## WHAT THIS TASK INVOLVES
Only the lines from the top of the data through the line containing "positive clicks: (690, 472) (630, 528)" should be duplicated, exactly as they appear.

## INPUT MATERIAL
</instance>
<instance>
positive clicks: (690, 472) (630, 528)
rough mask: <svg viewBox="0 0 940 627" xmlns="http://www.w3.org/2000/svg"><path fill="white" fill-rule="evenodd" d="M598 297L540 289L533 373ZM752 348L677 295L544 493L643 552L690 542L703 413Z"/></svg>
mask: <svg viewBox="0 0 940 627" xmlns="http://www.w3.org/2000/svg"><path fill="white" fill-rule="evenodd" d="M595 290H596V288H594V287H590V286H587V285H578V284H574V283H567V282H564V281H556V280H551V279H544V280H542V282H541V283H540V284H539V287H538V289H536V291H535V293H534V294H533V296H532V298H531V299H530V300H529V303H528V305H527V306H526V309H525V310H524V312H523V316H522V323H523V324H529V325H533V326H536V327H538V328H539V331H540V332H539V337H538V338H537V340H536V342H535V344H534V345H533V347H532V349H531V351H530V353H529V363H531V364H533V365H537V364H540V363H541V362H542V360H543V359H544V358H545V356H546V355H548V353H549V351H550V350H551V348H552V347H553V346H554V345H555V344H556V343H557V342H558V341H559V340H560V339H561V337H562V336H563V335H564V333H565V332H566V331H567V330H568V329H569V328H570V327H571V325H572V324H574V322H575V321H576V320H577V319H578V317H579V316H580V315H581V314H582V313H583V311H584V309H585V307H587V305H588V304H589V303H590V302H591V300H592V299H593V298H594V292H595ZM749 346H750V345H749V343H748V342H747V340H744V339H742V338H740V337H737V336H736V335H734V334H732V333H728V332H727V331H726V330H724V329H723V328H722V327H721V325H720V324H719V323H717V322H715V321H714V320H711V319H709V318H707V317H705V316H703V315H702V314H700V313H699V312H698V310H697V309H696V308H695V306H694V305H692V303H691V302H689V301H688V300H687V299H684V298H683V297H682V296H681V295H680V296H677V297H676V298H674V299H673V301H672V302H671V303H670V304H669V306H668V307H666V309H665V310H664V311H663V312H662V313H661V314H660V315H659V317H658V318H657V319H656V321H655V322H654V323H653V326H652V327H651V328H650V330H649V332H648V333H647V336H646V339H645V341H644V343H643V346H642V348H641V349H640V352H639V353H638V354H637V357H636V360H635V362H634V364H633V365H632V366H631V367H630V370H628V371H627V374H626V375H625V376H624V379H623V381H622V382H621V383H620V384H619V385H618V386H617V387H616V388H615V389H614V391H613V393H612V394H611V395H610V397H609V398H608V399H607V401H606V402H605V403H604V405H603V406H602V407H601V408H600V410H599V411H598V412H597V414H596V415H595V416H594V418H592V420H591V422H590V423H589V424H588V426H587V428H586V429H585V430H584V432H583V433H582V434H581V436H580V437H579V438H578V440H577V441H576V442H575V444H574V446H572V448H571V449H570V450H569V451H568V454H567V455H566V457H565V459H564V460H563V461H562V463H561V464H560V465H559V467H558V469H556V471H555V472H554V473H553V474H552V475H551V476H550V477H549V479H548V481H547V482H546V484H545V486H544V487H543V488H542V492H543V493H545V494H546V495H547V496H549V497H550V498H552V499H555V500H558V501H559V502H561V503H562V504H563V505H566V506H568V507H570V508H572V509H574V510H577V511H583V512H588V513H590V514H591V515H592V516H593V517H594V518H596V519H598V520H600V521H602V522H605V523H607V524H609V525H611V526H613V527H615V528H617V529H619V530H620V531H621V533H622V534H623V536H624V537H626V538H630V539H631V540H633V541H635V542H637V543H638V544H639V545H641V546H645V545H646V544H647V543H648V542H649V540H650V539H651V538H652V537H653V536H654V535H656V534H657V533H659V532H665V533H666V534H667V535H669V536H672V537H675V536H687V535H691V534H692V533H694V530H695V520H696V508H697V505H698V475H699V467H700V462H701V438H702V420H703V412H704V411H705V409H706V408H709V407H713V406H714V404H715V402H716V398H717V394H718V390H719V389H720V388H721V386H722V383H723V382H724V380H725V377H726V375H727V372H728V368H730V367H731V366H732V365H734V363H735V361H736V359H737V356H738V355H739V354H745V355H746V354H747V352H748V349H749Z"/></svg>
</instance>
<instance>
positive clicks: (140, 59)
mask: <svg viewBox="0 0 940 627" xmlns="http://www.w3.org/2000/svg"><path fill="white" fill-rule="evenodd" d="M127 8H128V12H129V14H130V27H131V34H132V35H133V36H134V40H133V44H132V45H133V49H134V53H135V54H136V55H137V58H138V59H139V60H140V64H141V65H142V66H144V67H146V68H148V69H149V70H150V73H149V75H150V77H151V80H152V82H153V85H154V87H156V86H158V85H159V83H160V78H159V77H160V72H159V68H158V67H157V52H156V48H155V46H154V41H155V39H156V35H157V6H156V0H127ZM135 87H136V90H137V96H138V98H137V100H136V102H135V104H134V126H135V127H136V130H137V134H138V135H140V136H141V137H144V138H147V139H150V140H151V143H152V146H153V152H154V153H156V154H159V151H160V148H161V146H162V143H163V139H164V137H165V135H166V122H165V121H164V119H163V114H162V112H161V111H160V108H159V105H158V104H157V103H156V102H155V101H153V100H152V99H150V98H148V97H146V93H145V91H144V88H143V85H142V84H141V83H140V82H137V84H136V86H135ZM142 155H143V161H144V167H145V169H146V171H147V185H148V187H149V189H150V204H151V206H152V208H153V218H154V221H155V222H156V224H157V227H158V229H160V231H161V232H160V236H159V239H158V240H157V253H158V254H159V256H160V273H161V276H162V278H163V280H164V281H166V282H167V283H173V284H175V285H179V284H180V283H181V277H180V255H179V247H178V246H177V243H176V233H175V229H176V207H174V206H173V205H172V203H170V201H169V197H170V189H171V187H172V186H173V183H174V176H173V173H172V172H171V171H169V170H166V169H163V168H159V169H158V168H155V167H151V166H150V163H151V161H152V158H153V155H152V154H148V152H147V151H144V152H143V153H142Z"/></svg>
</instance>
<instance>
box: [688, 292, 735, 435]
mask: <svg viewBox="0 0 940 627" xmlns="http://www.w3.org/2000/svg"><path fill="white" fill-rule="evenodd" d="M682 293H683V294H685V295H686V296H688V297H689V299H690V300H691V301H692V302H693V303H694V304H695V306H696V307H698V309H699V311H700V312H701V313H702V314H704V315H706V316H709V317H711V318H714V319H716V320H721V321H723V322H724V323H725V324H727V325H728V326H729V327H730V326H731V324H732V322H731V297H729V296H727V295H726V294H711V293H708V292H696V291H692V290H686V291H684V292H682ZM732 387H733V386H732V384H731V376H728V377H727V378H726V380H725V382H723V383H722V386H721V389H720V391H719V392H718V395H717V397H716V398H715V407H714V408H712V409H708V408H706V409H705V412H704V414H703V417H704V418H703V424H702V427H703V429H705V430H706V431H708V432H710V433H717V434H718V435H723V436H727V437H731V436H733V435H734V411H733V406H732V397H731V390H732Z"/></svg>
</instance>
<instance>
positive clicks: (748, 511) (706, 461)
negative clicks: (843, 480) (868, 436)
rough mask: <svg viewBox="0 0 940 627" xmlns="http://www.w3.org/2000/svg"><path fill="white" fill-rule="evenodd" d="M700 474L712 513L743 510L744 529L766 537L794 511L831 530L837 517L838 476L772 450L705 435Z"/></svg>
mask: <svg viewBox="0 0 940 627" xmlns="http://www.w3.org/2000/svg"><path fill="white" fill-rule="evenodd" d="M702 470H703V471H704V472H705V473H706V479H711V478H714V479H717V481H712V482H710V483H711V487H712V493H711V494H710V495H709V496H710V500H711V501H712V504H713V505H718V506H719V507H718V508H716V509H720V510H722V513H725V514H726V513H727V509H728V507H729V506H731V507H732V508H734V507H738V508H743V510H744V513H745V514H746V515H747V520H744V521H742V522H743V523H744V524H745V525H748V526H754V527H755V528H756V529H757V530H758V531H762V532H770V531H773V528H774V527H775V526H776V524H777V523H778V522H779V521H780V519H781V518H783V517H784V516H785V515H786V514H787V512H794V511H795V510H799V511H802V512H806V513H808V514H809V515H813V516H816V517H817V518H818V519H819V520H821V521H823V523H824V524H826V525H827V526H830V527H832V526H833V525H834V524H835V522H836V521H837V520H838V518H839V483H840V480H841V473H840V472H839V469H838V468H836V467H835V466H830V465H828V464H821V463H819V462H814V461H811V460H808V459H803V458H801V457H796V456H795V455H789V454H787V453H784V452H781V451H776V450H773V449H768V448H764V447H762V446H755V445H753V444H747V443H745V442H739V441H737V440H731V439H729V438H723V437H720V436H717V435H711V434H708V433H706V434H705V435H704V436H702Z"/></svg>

## OUTPUT FOR THIS EXERCISE
</instance>
<instance>
positive clicks: (690, 472) (630, 528)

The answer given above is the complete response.